Aim: Pull out each line of the material below that contains the word "white" and copy those lines unchanged.

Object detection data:
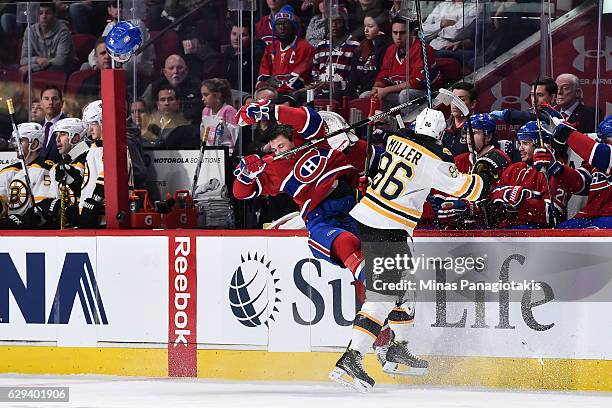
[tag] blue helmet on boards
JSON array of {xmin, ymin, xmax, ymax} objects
[
  {"xmin": 597, "ymin": 115, "xmax": 612, "ymax": 139},
  {"xmin": 106, "ymin": 21, "xmax": 142, "ymax": 62},
  {"xmin": 516, "ymin": 121, "xmax": 552, "ymax": 147}
]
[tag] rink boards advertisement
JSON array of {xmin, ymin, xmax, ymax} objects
[{"xmin": 0, "ymin": 231, "xmax": 612, "ymax": 389}]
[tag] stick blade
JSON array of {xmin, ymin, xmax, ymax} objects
[{"xmin": 433, "ymin": 88, "xmax": 470, "ymax": 116}]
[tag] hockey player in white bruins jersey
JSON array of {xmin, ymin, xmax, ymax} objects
[
  {"xmin": 79, "ymin": 100, "xmax": 134, "ymax": 228},
  {"xmin": 330, "ymin": 109, "xmax": 508, "ymax": 391},
  {"xmin": 0, "ymin": 122, "xmax": 59, "ymax": 229},
  {"xmin": 51, "ymin": 118, "xmax": 89, "ymax": 228},
  {"xmin": 79, "ymin": 100, "xmax": 104, "ymax": 228}
]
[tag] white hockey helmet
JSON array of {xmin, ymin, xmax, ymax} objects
[
  {"xmin": 13, "ymin": 122, "xmax": 45, "ymax": 152},
  {"xmin": 319, "ymin": 111, "xmax": 359, "ymax": 152},
  {"xmin": 83, "ymin": 99, "xmax": 102, "ymax": 126},
  {"xmin": 414, "ymin": 108, "xmax": 446, "ymax": 141},
  {"xmin": 53, "ymin": 118, "xmax": 87, "ymax": 146}
]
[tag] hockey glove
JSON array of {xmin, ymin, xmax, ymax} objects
[
  {"xmin": 533, "ymin": 147, "xmax": 563, "ymax": 176},
  {"xmin": 437, "ymin": 200, "xmax": 471, "ymax": 226},
  {"xmin": 234, "ymin": 154, "xmax": 266, "ymax": 184},
  {"xmin": 492, "ymin": 186, "xmax": 532, "ymax": 211},
  {"xmin": 236, "ymin": 99, "xmax": 274, "ymax": 126},
  {"xmin": 473, "ymin": 150, "xmax": 510, "ymax": 197}
]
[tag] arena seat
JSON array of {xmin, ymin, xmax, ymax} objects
[
  {"xmin": 151, "ymin": 30, "xmax": 180, "ymax": 77},
  {"xmin": 66, "ymin": 69, "xmax": 96, "ymax": 95},
  {"xmin": 436, "ymin": 58, "xmax": 461, "ymax": 83}
]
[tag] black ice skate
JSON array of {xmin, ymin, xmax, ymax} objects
[
  {"xmin": 329, "ymin": 349, "xmax": 374, "ymax": 392},
  {"xmin": 379, "ymin": 341, "xmax": 429, "ymax": 375}
]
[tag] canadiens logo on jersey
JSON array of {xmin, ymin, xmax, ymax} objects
[
  {"xmin": 9, "ymin": 179, "xmax": 28, "ymax": 210},
  {"xmin": 590, "ymin": 171, "xmax": 612, "ymax": 191},
  {"xmin": 293, "ymin": 149, "xmax": 327, "ymax": 184}
]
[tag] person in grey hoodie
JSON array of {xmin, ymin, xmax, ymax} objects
[{"xmin": 19, "ymin": 4, "xmax": 76, "ymax": 74}]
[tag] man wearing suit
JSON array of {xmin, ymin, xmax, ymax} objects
[
  {"xmin": 40, "ymin": 85, "xmax": 66, "ymax": 163},
  {"xmin": 555, "ymin": 74, "xmax": 599, "ymax": 133}
]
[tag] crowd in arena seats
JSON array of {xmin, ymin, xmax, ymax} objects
[{"xmin": 0, "ymin": 0, "xmax": 612, "ymax": 229}]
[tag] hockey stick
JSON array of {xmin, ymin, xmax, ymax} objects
[
  {"xmin": 414, "ymin": 0, "xmax": 433, "ymax": 109},
  {"xmin": 6, "ymin": 98, "xmax": 36, "ymax": 211},
  {"xmin": 531, "ymin": 75, "xmax": 557, "ymax": 228},
  {"xmin": 272, "ymin": 96, "xmax": 426, "ymax": 161},
  {"xmin": 191, "ymin": 126, "xmax": 210, "ymax": 199},
  {"xmin": 355, "ymin": 96, "xmax": 376, "ymax": 200}
]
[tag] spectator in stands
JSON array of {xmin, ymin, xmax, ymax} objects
[
  {"xmin": 62, "ymin": 95, "xmax": 81, "ymax": 119},
  {"xmin": 306, "ymin": 7, "xmax": 359, "ymax": 100},
  {"xmin": 302, "ymin": 0, "xmax": 329, "ymax": 47},
  {"xmin": 255, "ymin": 0, "xmax": 302, "ymax": 46},
  {"xmin": 223, "ymin": 19, "xmax": 263, "ymax": 101},
  {"xmin": 128, "ymin": 98, "xmax": 151, "ymax": 131},
  {"xmin": 346, "ymin": 12, "xmax": 391, "ymax": 99},
  {"xmin": 200, "ymin": 78, "xmax": 237, "ymax": 154},
  {"xmin": 490, "ymin": 77, "xmax": 557, "ymax": 126},
  {"xmin": 423, "ymin": 0, "xmax": 477, "ymax": 61},
  {"xmin": 350, "ymin": 0, "xmax": 385, "ymax": 41},
  {"xmin": 371, "ymin": 18, "xmax": 442, "ymax": 113},
  {"xmin": 442, "ymin": 82, "xmax": 478, "ymax": 157},
  {"xmin": 555, "ymin": 74, "xmax": 596, "ymax": 133},
  {"xmin": 19, "ymin": 3, "xmax": 76, "ymax": 74},
  {"xmin": 257, "ymin": 6, "xmax": 314, "ymax": 93},
  {"xmin": 81, "ymin": 1, "xmax": 155, "ymax": 78},
  {"xmin": 76, "ymin": 37, "xmax": 112, "ymax": 106},
  {"xmin": 389, "ymin": 0, "xmax": 402, "ymax": 21},
  {"xmin": 32, "ymin": 98, "xmax": 45, "ymax": 125},
  {"xmin": 40, "ymin": 85, "xmax": 66, "ymax": 163},
  {"xmin": 142, "ymin": 54, "xmax": 204, "ymax": 125},
  {"xmin": 143, "ymin": 84, "xmax": 200, "ymax": 149},
  {"xmin": 181, "ymin": 28, "xmax": 224, "ymax": 81}
]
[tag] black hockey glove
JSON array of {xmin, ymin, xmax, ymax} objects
[{"xmin": 473, "ymin": 150, "xmax": 510, "ymax": 198}]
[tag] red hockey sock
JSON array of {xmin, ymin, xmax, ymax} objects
[{"xmin": 331, "ymin": 232, "xmax": 363, "ymax": 277}]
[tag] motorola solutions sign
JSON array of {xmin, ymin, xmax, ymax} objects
[{"xmin": 229, "ymin": 252, "xmax": 282, "ymax": 327}]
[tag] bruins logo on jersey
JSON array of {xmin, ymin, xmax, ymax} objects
[
  {"xmin": 81, "ymin": 163, "xmax": 89, "ymax": 189},
  {"xmin": 60, "ymin": 186, "xmax": 79, "ymax": 205},
  {"xmin": 8, "ymin": 180, "xmax": 29, "ymax": 210}
]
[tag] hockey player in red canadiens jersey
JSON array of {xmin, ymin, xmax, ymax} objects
[
  {"xmin": 492, "ymin": 121, "xmax": 571, "ymax": 228},
  {"xmin": 233, "ymin": 107, "xmax": 363, "ymax": 301},
  {"xmin": 431, "ymin": 113, "xmax": 512, "ymax": 229},
  {"xmin": 553, "ymin": 116, "xmax": 612, "ymax": 228}
]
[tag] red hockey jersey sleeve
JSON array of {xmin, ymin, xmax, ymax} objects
[
  {"xmin": 275, "ymin": 105, "xmax": 325, "ymax": 146},
  {"xmin": 567, "ymin": 131, "xmax": 612, "ymax": 173}
]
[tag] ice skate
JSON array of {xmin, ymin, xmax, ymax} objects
[
  {"xmin": 379, "ymin": 341, "xmax": 429, "ymax": 376},
  {"xmin": 329, "ymin": 349, "xmax": 374, "ymax": 392}
]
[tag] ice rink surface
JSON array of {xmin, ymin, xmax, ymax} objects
[{"xmin": 0, "ymin": 374, "xmax": 612, "ymax": 408}]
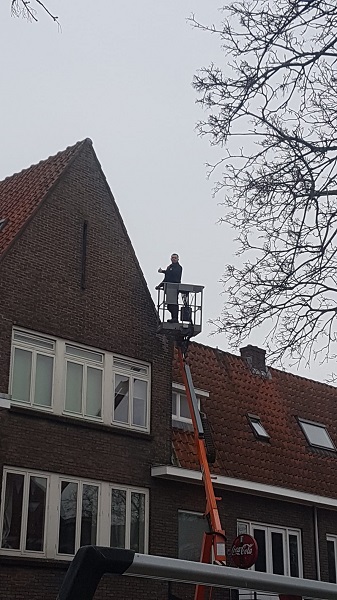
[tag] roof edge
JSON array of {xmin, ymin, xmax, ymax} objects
[
  {"xmin": 151, "ymin": 465, "xmax": 337, "ymax": 510},
  {"xmin": 0, "ymin": 138, "xmax": 92, "ymax": 263}
]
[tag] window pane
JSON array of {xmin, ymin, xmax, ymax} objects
[
  {"xmin": 172, "ymin": 392, "xmax": 177, "ymax": 415},
  {"xmin": 66, "ymin": 344, "xmax": 103, "ymax": 363},
  {"xmin": 251, "ymin": 419, "xmax": 269, "ymax": 437},
  {"xmin": 1, "ymin": 473, "xmax": 24, "ymax": 549},
  {"xmin": 14, "ymin": 331, "xmax": 55, "ymax": 350},
  {"xmin": 113, "ymin": 358, "xmax": 148, "ymax": 375},
  {"xmin": 110, "ymin": 490, "xmax": 126, "ymax": 548},
  {"xmin": 26, "ymin": 477, "xmax": 47, "ymax": 551},
  {"xmin": 65, "ymin": 362, "xmax": 83, "ymax": 413},
  {"xmin": 132, "ymin": 379, "xmax": 147, "ymax": 427},
  {"xmin": 178, "ymin": 511, "xmax": 208, "ymax": 562},
  {"xmin": 327, "ymin": 540, "xmax": 337, "ymax": 583},
  {"xmin": 34, "ymin": 354, "xmax": 54, "ymax": 406},
  {"xmin": 86, "ymin": 367, "xmax": 103, "ymax": 417},
  {"xmin": 289, "ymin": 534, "xmax": 300, "ymax": 577},
  {"xmin": 114, "ymin": 374, "xmax": 129, "ymax": 423},
  {"xmin": 180, "ymin": 394, "xmax": 191, "ymax": 419},
  {"xmin": 253, "ymin": 529, "xmax": 267, "ymax": 573},
  {"xmin": 300, "ymin": 421, "xmax": 335, "ymax": 450},
  {"xmin": 238, "ymin": 523, "xmax": 249, "ymax": 535},
  {"xmin": 80, "ymin": 484, "xmax": 98, "ymax": 546},
  {"xmin": 58, "ymin": 481, "xmax": 78, "ymax": 554},
  {"xmin": 271, "ymin": 531, "xmax": 284, "ymax": 575},
  {"xmin": 130, "ymin": 492, "xmax": 145, "ymax": 552},
  {"xmin": 12, "ymin": 348, "xmax": 32, "ymax": 402}
]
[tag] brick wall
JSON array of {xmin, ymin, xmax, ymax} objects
[{"xmin": 0, "ymin": 144, "xmax": 172, "ymax": 600}]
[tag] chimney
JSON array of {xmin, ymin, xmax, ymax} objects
[{"xmin": 240, "ymin": 344, "xmax": 268, "ymax": 375}]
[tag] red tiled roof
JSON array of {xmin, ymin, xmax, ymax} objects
[
  {"xmin": 0, "ymin": 140, "xmax": 91, "ymax": 258},
  {"xmin": 173, "ymin": 343, "xmax": 337, "ymax": 497}
]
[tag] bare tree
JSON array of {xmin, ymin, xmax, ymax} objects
[
  {"xmin": 11, "ymin": 0, "xmax": 59, "ymax": 25},
  {"xmin": 191, "ymin": 0, "xmax": 337, "ymax": 368}
]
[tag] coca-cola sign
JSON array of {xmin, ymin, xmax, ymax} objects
[{"xmin": 232, "ymin": 533, "xmax": 258, "ymax": 569}]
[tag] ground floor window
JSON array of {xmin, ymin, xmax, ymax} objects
[
  {"xmin": 326, "ymin": 535, "xmax": 337, "ymax": 583},
  {"xmin": 178, "ymin": 510, "xmax": 209, "ymax": 562},
  {"xmin": 0, "ymin": 468, "xmax": 149, "ymax": 559},
  {"xmin": 238, "ymin": 521, "xmax": 303, "ymax": 577}
]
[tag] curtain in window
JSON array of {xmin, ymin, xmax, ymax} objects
[
  {"xmin": 114, "ymin": 374, "xmax": 130, "ymax": 423},
  {"xmin": 132, "ymin": 379, "xmax": 147, "ymax": 427},
  {"xmin": 65, "ymin": 361, "xmax": 83, "ymax": 414},
  {"xmin": 110, "ymin": 490, "xmax": 126, "ymax": 548},
  {"xmin": 1, "ymin": 473, "xmax": 24, "ymax": 549},
  {"xmin": 34, "ymin": 354, "xmax": 54, "ymax": 406},
  {"xmin": 12, "ymin": 348, "xmax": 32, "ymax": 403},
  {"xmin": 86, "ymin": 367, "xmax": 102, "ymax": 417}
]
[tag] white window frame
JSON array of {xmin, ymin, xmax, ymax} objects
[
  {"xmin": 107, "ymin": 484, "xmax": 149, "ymax": 553},
  {"xmin": 298, "ymin": 417, "xmax": 336, "ymax": 452},
  {"xmin": 9, "ymin": 327, "xmax": 151, "ymax": 433},
  {"xmin": 326, "ymin": 534, "xmax": 337, "ymax": 583},
  {"xmin": 0, "ymin": 467, "xmax": 50, "ymax": 557},
  {"xmin": 63, "ymin": 342, "xmax": 104, "ymax": 421},
  {"xmin": 56, "ymin": 476, "xmax": 101, "ymax": 559},
  {"xmin": 237, "ymin": 519, "xmax": 303, "ymax": 577},
  {"xmin": 0, "ymin": 467, "xmax": 149, "ymax": 561},
  {"xmin": 178, "ymin": 509, "xmax": 209, "ymax": 560},
  {"xmin": 10, "ymin": 328, "xmax": 56, "ymax": 412},
  {"xmin": 110, "ymin": 355, "xmax": 151, "ymax": 431},
  {"xmin": 172, "ymin": 383, "xmax": 209, "ymax": 424},
  {"xmin": 247, "ymin": 413, "xmax": 270, "ymax": 440}
]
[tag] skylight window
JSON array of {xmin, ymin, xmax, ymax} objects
[
  {"xmin": 247, "ymin": 415, "xmax": 270, "ymax": 440},
  {"xmin": 298, "ymin": 419, "xmax": 336, "ymax": 450}
]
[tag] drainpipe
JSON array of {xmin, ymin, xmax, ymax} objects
[{"xmin": 314, "ymin": 506, "xmax": 321, "ymax": 581}]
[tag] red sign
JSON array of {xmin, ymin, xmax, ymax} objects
[{"xmin": 232, "ymin": 533, "xmax": 258, "ymax": 569}]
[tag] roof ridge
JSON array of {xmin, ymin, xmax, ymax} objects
[
  {"xmin": 191, "ymin": 340, "xmax": 336, "ymax": 391},
  {"xmin": 0, "ymin": 138, "xmax": 92, "ymax": 260},
  {"xmin": 0, "ymin": 138, "xmax": 92, "ymax": 185}
]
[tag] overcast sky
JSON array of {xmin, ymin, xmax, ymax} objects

Solution to the problem:
[tag] hockey player in white bruins jersey
[tag] white hockey helmet
[tag] white window frame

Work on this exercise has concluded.